____ ОТРЫВОК СО СТРАНИЦЫ

Да, странен, порой таинствен мир Натальи Нестеровой с ее условными персонажами, с лицами-масками, с карточными домиками и существами, с парковыми скульптурами, какие живее людей, с холодом и тоской старых зданий, с мертвыми и нападающими собаками, с нервными полетами птиц-кардиналов, с фантазиями автора, с ее умозрениями и с ее горячим житейским чувством, с ее гротеском и с ее элегическими любованиями, с ее озорством и с ее благонравием. Но это наш с вами мир. Другое дело, что он увиден истинным художником, каких доселе не было, а нам предложено: станьте соавторами, призовите на помощь свою душу, свой опыт жизни, свое мироощущение, и вы догадаетесь, ради чего живет и творит Наталья Нестерова. Но можно и не догадываться, а просто еще раз воспринять красоту и печаль жизни, тайны же пусть останутся тайнами.
На Крымской набережной на выставке Натальи Нестеровой и Лазаря Гадаева («…наконец-то дождались своего часа…») Нестерова была представлена публике лишь «частичная». Многим полотнам, существенным для нее и для нашей живописи, из «отдаленных» коллекций трудно было бы добраться до Москвы. Жаль, конечно. Но Нестерова два последних года со страстью писала специально для своего долгожданного Большого показа. И мы увидели новое в ней. Не новую Нестерову, а именно новое в Нестеровой прежней.

________
____ МАТЕРИАЛ ДЛЯ РАБОТЫ

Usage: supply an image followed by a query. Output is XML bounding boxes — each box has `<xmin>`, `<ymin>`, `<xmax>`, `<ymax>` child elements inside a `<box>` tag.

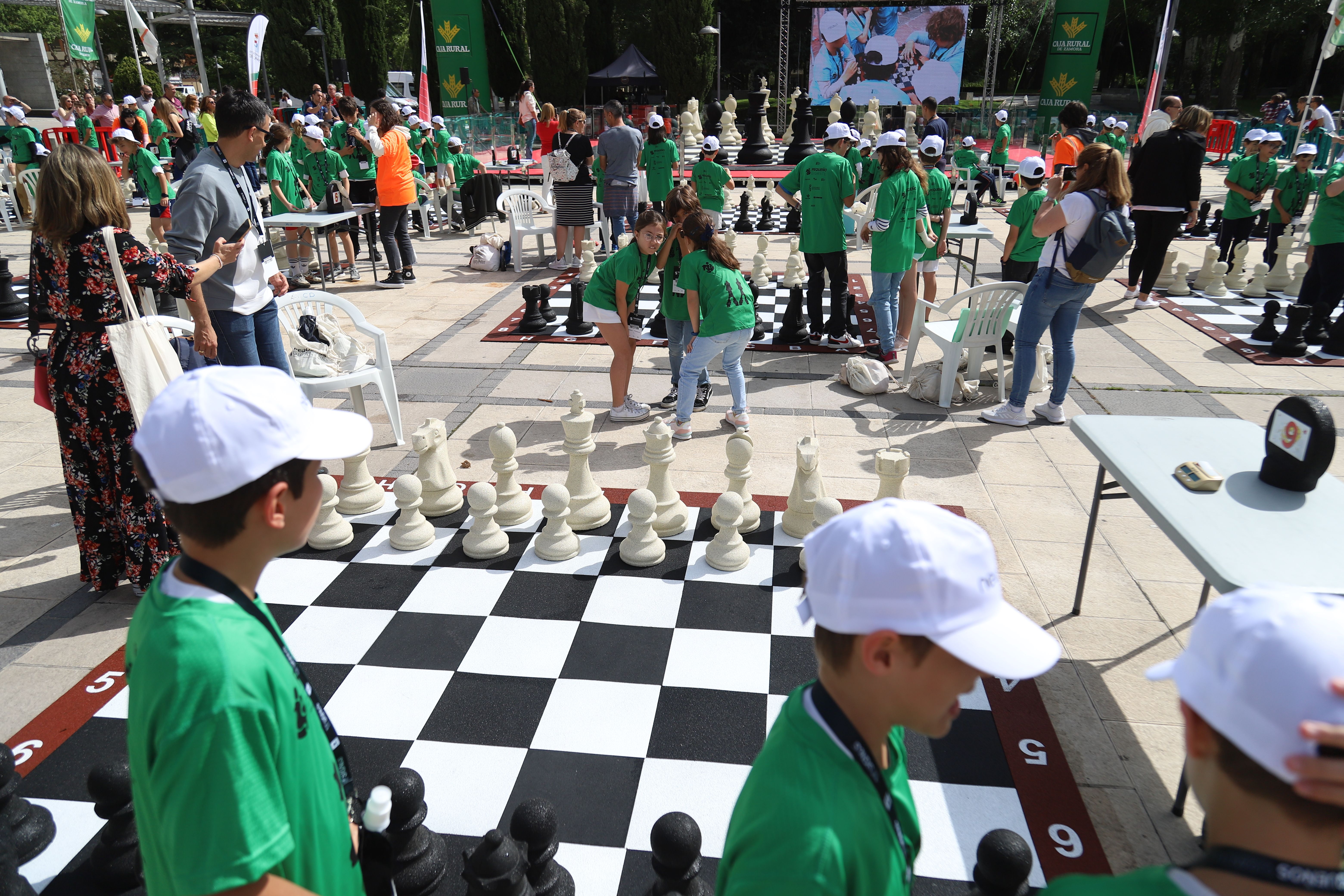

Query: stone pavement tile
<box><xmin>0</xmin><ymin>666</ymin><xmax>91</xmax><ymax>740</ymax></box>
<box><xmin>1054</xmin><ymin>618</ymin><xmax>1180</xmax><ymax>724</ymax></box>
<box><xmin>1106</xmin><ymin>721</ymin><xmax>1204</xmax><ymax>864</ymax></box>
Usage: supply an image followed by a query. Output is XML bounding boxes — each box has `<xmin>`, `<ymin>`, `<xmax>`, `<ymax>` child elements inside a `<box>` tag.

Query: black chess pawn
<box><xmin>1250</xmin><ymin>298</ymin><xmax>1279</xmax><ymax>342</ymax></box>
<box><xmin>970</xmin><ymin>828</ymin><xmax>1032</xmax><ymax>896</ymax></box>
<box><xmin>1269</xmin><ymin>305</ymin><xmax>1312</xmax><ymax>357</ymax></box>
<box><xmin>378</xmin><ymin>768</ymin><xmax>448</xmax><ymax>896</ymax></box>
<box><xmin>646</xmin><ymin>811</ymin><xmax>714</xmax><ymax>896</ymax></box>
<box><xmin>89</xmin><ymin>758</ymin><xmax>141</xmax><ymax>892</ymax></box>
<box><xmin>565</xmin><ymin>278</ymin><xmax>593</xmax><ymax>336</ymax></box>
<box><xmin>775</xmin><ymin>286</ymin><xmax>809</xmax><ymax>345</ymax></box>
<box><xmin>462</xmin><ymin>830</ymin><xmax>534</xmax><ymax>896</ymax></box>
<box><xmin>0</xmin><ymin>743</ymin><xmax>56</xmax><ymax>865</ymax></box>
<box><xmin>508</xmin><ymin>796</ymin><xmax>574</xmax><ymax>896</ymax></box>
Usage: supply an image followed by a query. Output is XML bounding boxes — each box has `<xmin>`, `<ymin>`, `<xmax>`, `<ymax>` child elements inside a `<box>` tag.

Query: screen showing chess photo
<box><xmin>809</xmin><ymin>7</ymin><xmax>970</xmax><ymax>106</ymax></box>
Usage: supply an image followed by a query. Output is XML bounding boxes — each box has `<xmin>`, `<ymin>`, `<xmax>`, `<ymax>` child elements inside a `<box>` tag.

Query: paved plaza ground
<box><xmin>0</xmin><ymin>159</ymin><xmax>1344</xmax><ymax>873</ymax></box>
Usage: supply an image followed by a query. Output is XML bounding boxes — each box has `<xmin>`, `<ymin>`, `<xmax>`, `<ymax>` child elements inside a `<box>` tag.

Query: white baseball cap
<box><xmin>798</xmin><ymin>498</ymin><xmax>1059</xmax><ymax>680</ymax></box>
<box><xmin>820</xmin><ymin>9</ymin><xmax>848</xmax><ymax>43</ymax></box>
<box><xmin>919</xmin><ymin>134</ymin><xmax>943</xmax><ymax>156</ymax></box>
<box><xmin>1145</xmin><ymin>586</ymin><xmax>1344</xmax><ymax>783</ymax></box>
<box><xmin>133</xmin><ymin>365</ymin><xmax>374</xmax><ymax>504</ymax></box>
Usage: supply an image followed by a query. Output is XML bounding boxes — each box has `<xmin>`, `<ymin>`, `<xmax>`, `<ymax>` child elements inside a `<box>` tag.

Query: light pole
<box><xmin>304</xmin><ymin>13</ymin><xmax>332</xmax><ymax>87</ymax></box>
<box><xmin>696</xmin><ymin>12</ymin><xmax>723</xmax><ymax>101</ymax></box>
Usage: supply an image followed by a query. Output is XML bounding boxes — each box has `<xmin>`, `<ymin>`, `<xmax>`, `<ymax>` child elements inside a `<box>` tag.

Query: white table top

________

Подхватите отрывок о живописи Натальи Нестеровой и допишите к нему несколько фраз, которые идут сразу после его последнего предложения. Записи взяты из другого источника.

Беспокойней, тревожней, скажем, стали иные сюжеты, некое «эльгрековское» движение возникло в облаках. Другое. И раньше казалось иногда, что ее людям, домам и вещам в ограничениях холстов тесно (в «Людях на пляже», например), они готовы разорвать пространство картины, разлететься, занять всю стену. А то и небо над нами. «Камерная» Нестерова – и вдруг монументалист? А почему бы и нет? Она и прежде не всегда позволяла себе быть камерной. Но все же чаще ее точка зрения была земной. А нынче будто воспарила, и стало ощутимо в ее работах космическое видение. И персонажи ее получили именно всю стену («Человеческие маски», «Город Москва», «Улетающие кардиналы», «Времена года»). И естественным вышло обращение к сюжетам, пронизывающим народы и века («Тайная вечеря», «Избиение младенцев», «Бегство в Египет»), Провидение и человек, идеальные замыслы мироздания и житейская практика. И кто эти осуществители замыслов, числом тоже двенадцать («Человеческие маски»), в чьей воле, в чьих ладонях и на чьих весах людские души, наши заблуждения, страсти, забавы? И как быть человеку в ладу со всем живым, с морем, с камнем, с белыми птицами, с самим собой? Куда плывем мы («Плывущие»), к какому берегу?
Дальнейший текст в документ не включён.